J’aimerais rassembler quelques personnes que j’ai rencontrés dans ma vie autour d’un mot, le mot souffle. Madeleine, célibataire, quarante ans environ, forte personnalité. Quand on croise son regard, on saisit en une fraction de seconde une vie bouleversée. Geneviève, quarante-cinq ans. Difficile de croiser son regard. Quand par hasard, ses yeux sont disponibles, l’espace d’une seconde, une impression de puits sans fond vous aspire dans un abîme de souffrance.
Giussepe, sicilien, Cinquante-cinq ans, ancien acteur tout juste sorti d’une grave dépression et faisant des petits boulots pour subsister. Thérèse-Anne, chanteuse professionnelle, athée mais passionnée par le chant sacré.-
Félicité, ancienne toxicomane, ayant mainte et mainte fois flirtée avec la mort, douée cependant pour la vie qu’elle saisit sans cesse juste avant de faire le grand plongeon. Une artiste dans son genre… Moi qui connais leur histoire, je les imagine respirer à plein poumon l’air chargé de spiritualité de cette vieille ville de Jérusalem et écouter un rabbin parlant du souffle. Combien de mots hébreux peuvent être traduit par souffle en français ? J’en cite quelques-uns : Ruah, le souffle de Dieu, Nephesh, le souffle divin en nous. Hebel que l’on traduit par vanité. En hébreu, le terme « vanité »désigne une chose éphémère, sans consistance, qui n’a que l’apparence. La traduction la plus juste pour moi, c’est buée.

DONNÉES FOURNIES:
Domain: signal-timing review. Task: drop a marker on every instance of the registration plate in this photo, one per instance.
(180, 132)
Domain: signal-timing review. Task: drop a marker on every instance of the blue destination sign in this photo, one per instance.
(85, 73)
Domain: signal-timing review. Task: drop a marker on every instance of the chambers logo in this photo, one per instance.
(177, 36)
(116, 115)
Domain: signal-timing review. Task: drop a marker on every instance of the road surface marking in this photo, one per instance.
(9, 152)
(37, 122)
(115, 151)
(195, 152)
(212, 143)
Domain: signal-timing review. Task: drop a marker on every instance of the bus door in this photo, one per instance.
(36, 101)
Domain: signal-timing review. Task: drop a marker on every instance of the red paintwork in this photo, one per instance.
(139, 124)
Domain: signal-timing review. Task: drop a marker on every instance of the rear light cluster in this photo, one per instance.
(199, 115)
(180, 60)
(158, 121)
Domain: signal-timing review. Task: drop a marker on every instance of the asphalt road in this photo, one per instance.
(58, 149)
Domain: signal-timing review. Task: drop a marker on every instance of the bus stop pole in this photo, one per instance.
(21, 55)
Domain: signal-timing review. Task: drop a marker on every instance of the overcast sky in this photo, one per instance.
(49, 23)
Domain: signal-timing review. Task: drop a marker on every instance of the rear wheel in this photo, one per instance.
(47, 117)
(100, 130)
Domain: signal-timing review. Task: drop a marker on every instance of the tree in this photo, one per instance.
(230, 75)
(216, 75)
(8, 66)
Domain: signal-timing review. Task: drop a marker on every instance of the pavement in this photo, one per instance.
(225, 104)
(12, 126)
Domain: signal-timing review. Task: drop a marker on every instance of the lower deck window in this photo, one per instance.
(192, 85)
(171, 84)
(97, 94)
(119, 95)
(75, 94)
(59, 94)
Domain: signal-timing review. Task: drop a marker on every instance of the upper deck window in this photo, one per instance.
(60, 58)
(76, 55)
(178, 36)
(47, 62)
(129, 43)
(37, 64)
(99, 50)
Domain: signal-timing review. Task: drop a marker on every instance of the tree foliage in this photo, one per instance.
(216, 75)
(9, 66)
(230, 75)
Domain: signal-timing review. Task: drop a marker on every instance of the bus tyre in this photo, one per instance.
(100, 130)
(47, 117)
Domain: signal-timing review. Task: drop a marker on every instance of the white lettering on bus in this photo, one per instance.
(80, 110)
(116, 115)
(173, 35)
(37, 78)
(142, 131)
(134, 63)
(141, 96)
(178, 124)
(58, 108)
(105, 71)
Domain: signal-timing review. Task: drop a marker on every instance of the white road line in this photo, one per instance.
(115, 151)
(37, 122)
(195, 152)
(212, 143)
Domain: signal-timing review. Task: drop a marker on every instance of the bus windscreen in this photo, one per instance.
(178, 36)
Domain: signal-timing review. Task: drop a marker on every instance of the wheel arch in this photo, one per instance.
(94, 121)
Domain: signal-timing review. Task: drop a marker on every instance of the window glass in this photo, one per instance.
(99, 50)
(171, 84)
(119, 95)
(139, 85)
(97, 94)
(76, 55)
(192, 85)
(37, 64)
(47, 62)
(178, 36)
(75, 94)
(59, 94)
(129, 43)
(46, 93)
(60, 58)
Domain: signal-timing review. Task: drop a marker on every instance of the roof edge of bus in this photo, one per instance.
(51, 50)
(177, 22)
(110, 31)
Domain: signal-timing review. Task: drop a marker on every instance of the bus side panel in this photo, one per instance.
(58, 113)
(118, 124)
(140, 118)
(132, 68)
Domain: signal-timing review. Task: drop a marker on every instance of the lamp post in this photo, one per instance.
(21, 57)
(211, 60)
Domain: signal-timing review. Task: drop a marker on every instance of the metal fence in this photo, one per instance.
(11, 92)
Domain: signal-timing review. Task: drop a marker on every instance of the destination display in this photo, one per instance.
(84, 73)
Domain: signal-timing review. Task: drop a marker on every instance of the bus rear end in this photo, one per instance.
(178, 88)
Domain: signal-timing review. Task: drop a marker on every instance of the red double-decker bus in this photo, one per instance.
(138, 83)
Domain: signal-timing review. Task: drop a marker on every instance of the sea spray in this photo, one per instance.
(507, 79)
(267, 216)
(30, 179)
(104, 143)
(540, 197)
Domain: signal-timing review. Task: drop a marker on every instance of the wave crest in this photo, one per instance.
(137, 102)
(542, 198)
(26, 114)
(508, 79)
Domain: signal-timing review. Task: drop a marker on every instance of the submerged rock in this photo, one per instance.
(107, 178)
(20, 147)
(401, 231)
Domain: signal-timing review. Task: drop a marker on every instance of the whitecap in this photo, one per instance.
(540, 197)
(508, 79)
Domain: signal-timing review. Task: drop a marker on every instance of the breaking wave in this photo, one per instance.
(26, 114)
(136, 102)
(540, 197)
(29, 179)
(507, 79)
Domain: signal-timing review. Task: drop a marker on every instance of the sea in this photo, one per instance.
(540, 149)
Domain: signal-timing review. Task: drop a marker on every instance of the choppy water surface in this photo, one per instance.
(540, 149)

CONSIGNE 1: Modifiez le texte sur le souffle entre « J’aimerais rassembler quelques » et « abîme de souffrance. », inclus, en mettant « Marguerite » à la place de « Madeleine ».
CONSIGNE 2: Continuez le texte sur le souffle à partir de l'endroit où il s'arrête.
Le matériel n'a rien à voir avec le texte sur le souffle.

RÉPONSE ÉCRITE 1:
J’aimerais rassembler quelques personnes que j’ai rencontrés dans ma vie autour d’un mot, le mot souffle. Marguerite, célibataire, quarante ans environ, forte personnalité. Quand on croise son regard, on saisit en une fraction de seconde une vie bouleversée. Geneviève, quarante-cinq ans. Difficile de croiser son regard. Quand par hasard, ses yeux sont disponibles, l’espace d’une seconde, une impression de puits sans fond vous aspire dans un abîme de souffrance.

RÉPONSE ÉCRITE 2:
Ce thème de l’évanescence, de l’absence de substance et de sens est comme le fil conducteur du livre du Quoélet ( 1:14) « Tout est vanité et poursuite du vent ». Le vent est une image de l’inutilité totale des efforts humains. Osée 12:2 nous renseigne sur le sens de cette expression : « Ephraïm se repaît de vent et, à longueur de jour, il court après le vent d’orient ». C’est d’un effort inutile, frustrant et futile dont le prophète et le Quoélet veulent parler. L’expression renforce le sens de vanité, futilité, effort aussi dérisoire que celui d’un homme qui courrait après le vent dans l’espoir de trouver un sens à ses différentes activités. Dans ce monde, tout est buée, inconstance, fragilité, souffle, futilité, et fausseté.
Rien n’est digne de confiance, rien n’a vraiment de poids ; aucun effort n’aboutira à une satisfaction durable ; les joies les plus profondes sont fugitives. Le vent, c’est ce que l’on ne peut pas saisir ou retenir, encore moins que du sable fin qui s’écoule entre les doigts. Quel que soit le succès apparent des hommes, quelle que soit la productivité de leurs activités et quelles que soient la valeur et l’utilité de leurs inventions et de leurs réalisations, rien n’a une valeur durable et permanente. Le temps parvient à vaincre tout monument. Alors à quoi bon ! Madeleine avec sa vie bouleversée est une artiste de la résilience, c’est-à-dire l’art de rebondir. A l’extrême, Félicité, toujours au bord de l’abîme, choisissant la vie au creux de la mort est aussi une résiliente.
D’autres comme Thérèse-Anne vivent implicitement cette résilience dans l’expérience artistique du chant sacré. Quand elle chante, des frissons parcourent le corps de celui qui écoute. Un autre souffle que la buée est possible. Serait-ce un souffle qui est réponse au Quoeleth. Le Souffle de l’Esprit Saint, la Ruah de Dieu rejoint le cri de la souffrance, prémices d’une résilience qui jaillit d’un cœur blessé, d’une blessure profonde, parfois profondément enfouie. Au creux de la blessure : le souffle. C’est ce souffle rejoignant le cri de l’âme blessée qui œuvre, et souvent dans l’anonymat de Dieu.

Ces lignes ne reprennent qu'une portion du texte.